Render the records below as a JSON list of strings, one string per line and skipping any blank lines, starting from their first line and continuing through the line that contains "box: [7, 8, 187, 238]", with both ends included.
======== Information shown
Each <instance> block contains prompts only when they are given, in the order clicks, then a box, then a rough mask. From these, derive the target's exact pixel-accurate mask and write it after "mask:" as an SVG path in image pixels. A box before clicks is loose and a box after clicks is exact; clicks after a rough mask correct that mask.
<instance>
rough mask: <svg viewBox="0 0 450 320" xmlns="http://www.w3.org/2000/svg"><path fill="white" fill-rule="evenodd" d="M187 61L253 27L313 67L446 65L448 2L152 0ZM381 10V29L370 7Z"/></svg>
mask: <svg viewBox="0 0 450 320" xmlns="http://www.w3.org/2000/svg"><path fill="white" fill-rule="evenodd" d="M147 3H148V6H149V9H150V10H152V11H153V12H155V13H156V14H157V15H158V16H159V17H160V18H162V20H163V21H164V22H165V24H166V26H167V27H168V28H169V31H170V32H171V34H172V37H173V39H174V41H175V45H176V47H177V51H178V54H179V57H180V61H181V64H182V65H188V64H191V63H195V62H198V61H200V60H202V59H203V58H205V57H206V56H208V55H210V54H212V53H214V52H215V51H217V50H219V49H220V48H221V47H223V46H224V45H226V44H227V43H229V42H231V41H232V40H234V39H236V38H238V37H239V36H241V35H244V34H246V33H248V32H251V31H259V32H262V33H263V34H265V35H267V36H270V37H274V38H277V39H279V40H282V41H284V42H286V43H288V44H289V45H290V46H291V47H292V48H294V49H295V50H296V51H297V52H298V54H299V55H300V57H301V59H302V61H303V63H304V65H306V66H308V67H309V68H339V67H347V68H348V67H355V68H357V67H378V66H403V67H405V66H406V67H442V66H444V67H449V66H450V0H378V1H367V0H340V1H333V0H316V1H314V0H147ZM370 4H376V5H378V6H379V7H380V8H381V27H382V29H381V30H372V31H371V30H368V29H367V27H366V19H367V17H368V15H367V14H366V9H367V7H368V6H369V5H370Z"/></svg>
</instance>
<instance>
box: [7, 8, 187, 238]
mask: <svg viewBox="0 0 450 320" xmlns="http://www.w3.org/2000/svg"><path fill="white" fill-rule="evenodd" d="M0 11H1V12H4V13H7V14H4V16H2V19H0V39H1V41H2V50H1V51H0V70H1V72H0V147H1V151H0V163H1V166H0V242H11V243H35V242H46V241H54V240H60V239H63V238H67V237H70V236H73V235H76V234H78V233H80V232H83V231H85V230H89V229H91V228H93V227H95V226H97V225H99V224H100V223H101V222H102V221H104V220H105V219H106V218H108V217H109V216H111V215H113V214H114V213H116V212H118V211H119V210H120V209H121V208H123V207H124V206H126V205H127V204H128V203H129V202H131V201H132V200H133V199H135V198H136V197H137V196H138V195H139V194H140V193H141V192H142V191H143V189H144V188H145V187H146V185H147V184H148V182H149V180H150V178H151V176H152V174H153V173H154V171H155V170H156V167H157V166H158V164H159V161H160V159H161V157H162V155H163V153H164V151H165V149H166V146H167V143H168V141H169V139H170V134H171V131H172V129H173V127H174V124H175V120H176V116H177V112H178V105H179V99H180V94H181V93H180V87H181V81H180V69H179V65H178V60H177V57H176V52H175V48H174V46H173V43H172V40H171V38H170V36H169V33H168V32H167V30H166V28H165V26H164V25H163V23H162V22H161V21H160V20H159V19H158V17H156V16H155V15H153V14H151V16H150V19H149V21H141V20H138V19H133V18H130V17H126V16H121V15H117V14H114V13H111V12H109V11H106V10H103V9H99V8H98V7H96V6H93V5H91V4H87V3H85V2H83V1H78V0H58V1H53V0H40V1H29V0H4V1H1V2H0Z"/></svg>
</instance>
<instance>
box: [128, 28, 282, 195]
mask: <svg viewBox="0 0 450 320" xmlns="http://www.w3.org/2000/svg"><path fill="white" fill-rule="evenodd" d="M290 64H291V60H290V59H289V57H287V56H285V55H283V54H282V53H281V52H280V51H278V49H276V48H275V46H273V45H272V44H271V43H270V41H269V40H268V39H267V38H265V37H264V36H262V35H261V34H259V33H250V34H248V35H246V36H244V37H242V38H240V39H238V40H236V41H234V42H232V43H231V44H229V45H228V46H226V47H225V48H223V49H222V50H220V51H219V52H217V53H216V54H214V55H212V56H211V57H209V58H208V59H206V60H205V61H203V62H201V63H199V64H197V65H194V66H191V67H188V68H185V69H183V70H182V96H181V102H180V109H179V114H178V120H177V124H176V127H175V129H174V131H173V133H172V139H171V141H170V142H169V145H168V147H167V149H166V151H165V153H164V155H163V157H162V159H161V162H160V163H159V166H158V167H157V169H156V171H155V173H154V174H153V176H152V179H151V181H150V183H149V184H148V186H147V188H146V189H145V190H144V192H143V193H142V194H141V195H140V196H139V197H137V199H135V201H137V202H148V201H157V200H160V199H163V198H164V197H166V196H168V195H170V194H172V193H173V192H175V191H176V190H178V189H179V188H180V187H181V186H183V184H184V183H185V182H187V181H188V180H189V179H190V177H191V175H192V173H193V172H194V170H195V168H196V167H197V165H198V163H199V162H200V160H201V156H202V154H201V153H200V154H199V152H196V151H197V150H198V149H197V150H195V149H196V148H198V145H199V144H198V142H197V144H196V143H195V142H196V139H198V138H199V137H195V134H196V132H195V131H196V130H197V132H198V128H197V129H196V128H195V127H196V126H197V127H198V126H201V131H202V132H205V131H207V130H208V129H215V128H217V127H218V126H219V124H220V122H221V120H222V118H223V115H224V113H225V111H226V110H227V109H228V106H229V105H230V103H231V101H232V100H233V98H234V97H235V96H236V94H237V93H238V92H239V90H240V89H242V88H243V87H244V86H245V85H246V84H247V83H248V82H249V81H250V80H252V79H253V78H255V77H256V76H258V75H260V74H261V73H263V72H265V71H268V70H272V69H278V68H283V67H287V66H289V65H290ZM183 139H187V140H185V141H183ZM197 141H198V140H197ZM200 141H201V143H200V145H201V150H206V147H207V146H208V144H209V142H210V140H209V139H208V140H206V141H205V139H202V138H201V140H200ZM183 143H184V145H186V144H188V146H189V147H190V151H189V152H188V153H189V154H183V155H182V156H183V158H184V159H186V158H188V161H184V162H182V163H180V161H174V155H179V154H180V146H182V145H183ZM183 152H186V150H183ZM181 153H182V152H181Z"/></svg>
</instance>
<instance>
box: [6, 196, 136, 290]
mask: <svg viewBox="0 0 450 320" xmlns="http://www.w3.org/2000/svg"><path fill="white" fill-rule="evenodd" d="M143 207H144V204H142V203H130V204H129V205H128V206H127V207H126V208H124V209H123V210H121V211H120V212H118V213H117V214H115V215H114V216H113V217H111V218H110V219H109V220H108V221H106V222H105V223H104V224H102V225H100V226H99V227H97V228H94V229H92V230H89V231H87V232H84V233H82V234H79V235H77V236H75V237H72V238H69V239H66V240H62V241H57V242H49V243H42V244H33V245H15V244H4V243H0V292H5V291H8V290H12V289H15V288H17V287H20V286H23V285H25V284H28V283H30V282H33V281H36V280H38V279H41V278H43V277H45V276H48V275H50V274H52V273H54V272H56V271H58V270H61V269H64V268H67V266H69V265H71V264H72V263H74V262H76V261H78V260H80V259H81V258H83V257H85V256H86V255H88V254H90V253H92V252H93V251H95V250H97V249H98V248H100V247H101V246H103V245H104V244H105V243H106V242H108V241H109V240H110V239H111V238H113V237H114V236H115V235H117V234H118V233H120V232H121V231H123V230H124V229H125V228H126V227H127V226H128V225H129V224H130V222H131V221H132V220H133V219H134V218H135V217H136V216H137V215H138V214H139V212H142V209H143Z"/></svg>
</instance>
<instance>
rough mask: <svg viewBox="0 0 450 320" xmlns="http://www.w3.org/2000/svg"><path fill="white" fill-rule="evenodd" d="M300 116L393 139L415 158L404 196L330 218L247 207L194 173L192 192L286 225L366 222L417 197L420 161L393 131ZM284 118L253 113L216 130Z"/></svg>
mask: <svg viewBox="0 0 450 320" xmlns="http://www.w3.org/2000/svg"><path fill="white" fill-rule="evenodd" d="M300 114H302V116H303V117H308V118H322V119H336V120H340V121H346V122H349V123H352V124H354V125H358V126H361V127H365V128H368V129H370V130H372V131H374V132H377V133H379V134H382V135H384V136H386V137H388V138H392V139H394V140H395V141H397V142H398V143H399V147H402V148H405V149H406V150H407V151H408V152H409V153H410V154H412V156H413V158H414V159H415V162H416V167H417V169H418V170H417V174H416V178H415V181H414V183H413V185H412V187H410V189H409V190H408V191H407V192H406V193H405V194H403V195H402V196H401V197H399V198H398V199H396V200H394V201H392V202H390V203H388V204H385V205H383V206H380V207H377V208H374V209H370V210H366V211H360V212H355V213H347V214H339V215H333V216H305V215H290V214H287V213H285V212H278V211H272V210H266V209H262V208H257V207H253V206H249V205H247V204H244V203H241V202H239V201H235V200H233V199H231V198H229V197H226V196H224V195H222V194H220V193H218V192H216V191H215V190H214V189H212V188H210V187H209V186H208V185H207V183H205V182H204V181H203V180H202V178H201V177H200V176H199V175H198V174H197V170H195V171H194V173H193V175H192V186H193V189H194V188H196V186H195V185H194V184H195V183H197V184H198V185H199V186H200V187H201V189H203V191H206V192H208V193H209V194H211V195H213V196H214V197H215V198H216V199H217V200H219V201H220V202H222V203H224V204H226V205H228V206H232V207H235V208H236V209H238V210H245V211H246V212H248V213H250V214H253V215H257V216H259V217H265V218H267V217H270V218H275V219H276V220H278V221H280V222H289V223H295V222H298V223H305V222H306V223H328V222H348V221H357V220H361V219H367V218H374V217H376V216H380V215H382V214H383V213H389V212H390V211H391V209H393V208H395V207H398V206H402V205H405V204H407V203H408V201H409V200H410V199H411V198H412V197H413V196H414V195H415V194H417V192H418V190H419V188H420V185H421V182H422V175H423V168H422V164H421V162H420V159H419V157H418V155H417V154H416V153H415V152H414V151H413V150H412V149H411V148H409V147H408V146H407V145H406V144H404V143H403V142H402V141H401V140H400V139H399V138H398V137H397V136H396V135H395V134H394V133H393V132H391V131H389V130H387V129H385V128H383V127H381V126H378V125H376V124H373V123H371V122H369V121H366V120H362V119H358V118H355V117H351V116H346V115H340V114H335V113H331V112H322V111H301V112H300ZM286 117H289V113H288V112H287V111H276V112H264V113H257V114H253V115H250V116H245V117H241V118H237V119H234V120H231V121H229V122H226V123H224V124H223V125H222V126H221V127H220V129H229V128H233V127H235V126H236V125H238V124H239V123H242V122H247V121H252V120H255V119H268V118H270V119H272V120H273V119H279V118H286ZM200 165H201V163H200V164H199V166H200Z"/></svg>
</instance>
================
** Response **
[
  "Each <instance> block contains prompts only when they are given, in the order clicks, then a box, then a rough mask. From these, derive the target's exact pixel-accurate mask and write it after \"mask:\" as an SVG path in image pixels. A box before clicks is loose and a box after clicks is exact; clicks after a rough mask correct that mask.",
  "<instance>",
  "rough mask: <svg viewBox=\"0 0 450 320\" xmlns=\"http://www.w3.org/2000/svg\"><path fill=\"white\" fill-rule=\"evenodd\" d=\"M187 61L253 27L313 67L446 65L448 2L152 0ZM381 10V29L370 7Z\"/></svg>",
  "mask: <svg viewBox=\"0 0 450 320\" xmlns=\"http://www.w3.org/2000/svg\"><path fill=\"white\" fill-rule=\"evenodd\" d=\"M147 3H148V6H149V9H150V10H152V11H153V12H155V13H156V14H157V15H158V16H159V17H160V18H162V20H163V21H164V22H165V24H166V26H167V27H168V28H169V31H170V32H171V34H172V37H173V39H174V41H175V45H176V47H177V51H178V54H179V57H180V61H181V64H182V65H188V64H191V63H195V62H198V61H200V60H202V59H203V58H205V57H206V56H208V55H210V54H212V53H214V52H215V51H217V50H219V49H220V48H221V47H223V46H224V45H226V44H227V43H229V42H231V41H232V40H234V39H236V38H238V37H239V36H241V35H244V34H246V33H248V32H251V31H259V32H262V33H263V34H265V35H267V36H270V37H274V38H277V39H279V40H282V41H284V42H286V43H288V44H289V45H290V46H291V47H292V48H294V49H295V50H296V51H297V52H298V54H299V55H300V57H301V59H302V61H303V63H304V65H306V66H308V67H309V68H339V67H347V68H348V67H355V68H357V67H378V66H403V67H405V66H406V67H442V66H444V67H449V66H450V0H378V1H367V0H340V1H333V0H316V1H314V0H147ZM370 4H376V5H378V6H379V7H380V8H381V27H382V29H381V30H372V31H371V30H368V29H367V27H366V19H367V17H368V15H367V14H366V9H367V7H368V6H369V5H370Z\"/></svg>",
  "</instance>",
  "<instance>",
  "box: [7, 8, 187, 238]"
]